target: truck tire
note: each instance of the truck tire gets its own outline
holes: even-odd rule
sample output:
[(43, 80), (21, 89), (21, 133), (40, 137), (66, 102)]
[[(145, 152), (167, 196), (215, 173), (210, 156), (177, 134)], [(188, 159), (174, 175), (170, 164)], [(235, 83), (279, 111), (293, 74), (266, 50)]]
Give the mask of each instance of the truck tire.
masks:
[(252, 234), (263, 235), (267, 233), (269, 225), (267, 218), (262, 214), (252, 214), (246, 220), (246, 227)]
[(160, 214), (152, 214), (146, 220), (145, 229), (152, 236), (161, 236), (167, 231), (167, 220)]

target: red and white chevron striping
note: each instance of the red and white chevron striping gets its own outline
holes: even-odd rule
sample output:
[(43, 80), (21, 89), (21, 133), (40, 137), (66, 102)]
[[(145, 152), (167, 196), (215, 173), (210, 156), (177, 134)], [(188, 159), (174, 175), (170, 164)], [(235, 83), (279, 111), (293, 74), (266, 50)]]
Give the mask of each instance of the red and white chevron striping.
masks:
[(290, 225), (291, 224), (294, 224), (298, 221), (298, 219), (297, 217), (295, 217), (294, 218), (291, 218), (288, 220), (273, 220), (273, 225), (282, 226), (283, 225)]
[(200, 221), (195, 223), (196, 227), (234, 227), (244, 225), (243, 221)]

TASK INSTRUCTIONS
Update the items above by changing every "outline" to "polygon". Keep the rest of the text unchanged.

PROBLEM SOLUTION
target: truck tire
note: each instance of the truck tire gets its own polygon
holes: even-odd rule
sample output:
[(43, 80), (21, 89), (21, 133), (40, 137), (66, 102)]
[[(145, 152), (167, 196), (215, 173), (210, 156), (177, 134)], [(188, 159), (174, 175), (170, 164)], [(235, 83), (279, 111), (293, 74), (266, 50)]]
Give the mask of each instance of the truck tire.
masks:
[(252, 234), (263, 235), (267, 233), (269, 225), (267, 218), (262, 214), (252, 214), (246, 220), (246, 227)]
[(160, 214), (152, 214), (146, 220), (145, 229), (152, 236), (161, 236), (167, 231), (167, 220)]

target: red and white chevron striping
note: each instance of the red and white chevron striping gets its own polygon
holes: even-odd rule
sample output:
[(43, 80), (21, 89), (21, 133), (40, 137), (66, 102)]
[[(145, 152), (167, 196), (215, 173), (210, 156), (177, 134)], [(188, 159), (174, 175), (170, 164)], [(235, 83), (279, 111), (293, 74), (266, 50)]]
Give the mask of each instance of the red and white chevron striping.
masks:
[(290, 225), (291, 224), (294, 224), (298, 221), (298, 219), (297, 217), (295, 217), (294, 218), (291, 218), (288, 220), (273, 220), (273, 225), (282, 226), (283, 225)]
[(200, 221), (195, 223), (196, 227), (234, 227), (244, 225), (243, 221)]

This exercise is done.